YOUR OBJECTIVE:
Extract, word for word, the stretch of the items below from their first line through the line that contains "pixel 175 89", including both of those lines.

Excerpts from a location annotation dataset
▬▬▬▬▬▬▬▬▬▬
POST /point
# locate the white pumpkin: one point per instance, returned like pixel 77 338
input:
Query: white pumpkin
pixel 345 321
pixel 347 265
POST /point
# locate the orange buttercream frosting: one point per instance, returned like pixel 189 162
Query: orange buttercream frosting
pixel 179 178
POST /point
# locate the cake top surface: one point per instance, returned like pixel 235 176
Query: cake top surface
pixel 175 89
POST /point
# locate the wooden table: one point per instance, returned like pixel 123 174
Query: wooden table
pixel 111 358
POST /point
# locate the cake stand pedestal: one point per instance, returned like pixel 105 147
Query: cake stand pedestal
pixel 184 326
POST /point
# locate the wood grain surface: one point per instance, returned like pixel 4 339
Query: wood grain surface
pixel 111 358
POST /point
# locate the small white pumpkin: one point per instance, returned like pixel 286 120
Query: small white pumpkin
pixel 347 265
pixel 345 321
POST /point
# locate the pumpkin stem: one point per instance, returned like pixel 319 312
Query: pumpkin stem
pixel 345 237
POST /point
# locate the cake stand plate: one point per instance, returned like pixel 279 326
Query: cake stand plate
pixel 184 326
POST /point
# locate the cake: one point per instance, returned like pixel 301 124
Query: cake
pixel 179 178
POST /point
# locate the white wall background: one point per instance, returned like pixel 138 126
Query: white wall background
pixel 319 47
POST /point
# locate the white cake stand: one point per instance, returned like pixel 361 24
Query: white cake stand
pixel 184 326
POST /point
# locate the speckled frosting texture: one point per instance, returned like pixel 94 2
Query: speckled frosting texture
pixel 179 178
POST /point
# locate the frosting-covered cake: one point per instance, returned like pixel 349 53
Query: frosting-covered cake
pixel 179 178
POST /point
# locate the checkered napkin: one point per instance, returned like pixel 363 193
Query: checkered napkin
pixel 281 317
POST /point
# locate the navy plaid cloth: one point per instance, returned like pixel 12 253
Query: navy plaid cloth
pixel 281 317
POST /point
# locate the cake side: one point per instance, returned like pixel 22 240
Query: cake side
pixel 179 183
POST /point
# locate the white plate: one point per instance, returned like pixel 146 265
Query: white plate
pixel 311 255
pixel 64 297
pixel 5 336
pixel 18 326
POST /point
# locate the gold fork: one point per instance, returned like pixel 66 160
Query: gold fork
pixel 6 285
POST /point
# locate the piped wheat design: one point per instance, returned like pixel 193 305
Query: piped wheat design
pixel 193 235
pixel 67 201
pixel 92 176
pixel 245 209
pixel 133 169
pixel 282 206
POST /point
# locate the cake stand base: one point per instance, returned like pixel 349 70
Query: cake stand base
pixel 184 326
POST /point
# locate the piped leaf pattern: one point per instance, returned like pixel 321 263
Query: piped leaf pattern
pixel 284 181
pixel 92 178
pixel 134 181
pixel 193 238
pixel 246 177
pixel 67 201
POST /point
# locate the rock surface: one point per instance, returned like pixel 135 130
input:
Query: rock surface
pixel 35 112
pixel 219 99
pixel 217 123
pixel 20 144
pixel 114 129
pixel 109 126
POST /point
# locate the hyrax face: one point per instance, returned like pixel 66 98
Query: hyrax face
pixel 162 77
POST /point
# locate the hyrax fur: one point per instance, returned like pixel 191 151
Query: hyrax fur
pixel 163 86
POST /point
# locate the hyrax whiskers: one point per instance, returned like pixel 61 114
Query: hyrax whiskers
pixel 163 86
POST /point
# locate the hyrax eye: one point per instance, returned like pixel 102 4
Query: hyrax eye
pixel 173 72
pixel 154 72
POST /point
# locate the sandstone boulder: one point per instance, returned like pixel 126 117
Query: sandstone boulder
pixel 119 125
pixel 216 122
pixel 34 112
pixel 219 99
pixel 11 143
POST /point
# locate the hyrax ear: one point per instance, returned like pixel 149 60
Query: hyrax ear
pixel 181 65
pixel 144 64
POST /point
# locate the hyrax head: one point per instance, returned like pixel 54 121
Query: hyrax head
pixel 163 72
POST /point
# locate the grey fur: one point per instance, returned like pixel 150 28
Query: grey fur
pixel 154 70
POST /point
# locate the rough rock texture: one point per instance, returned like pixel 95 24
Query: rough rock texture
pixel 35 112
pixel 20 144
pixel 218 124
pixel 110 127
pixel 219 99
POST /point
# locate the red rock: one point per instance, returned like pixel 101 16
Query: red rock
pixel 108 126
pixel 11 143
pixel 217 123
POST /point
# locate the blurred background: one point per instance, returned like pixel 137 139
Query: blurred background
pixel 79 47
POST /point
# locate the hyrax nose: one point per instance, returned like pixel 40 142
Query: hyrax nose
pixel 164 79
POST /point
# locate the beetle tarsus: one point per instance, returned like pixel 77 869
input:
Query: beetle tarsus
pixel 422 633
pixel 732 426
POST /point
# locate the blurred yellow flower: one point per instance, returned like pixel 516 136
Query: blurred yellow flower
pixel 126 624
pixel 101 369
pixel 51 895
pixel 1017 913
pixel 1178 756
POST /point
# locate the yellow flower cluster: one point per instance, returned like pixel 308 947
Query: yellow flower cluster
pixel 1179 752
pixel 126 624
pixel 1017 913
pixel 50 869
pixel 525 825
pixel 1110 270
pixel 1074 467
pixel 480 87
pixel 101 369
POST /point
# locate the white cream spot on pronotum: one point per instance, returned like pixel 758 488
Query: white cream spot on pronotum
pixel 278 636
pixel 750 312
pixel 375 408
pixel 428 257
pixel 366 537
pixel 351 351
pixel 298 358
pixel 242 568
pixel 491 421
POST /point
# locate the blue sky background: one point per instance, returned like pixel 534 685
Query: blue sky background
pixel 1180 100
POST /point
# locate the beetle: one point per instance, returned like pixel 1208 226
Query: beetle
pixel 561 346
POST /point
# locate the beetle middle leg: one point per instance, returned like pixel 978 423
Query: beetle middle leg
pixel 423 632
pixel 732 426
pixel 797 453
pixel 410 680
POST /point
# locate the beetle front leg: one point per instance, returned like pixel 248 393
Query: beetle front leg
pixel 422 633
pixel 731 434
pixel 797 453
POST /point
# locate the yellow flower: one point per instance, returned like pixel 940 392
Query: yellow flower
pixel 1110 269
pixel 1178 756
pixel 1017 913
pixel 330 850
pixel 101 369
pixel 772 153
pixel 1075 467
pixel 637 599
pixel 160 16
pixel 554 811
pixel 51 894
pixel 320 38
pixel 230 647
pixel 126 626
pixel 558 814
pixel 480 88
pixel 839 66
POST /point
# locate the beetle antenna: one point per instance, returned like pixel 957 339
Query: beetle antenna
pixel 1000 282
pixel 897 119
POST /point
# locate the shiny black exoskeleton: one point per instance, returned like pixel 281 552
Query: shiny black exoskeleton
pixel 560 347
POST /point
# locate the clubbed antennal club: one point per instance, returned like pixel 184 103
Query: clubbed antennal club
▬▬▬▬▬▬▬▬▬▬
FINAL RESULT:
POST /point
# locate the white pumpkin: one point per instance, returned like pixel 77 338
input:
Query: white pumpkin
pixel 345 321
pixel 347 265
POST /point
# locate the orange buttercream frosting: one point per instance, returned like pixel 189 162
Query: orange buttercream frosting
pixel 179 178
POST /point
# locate the cake top surface: one point per instance, returned like pixel 235 176
Query: cake top surface
pixel 175 89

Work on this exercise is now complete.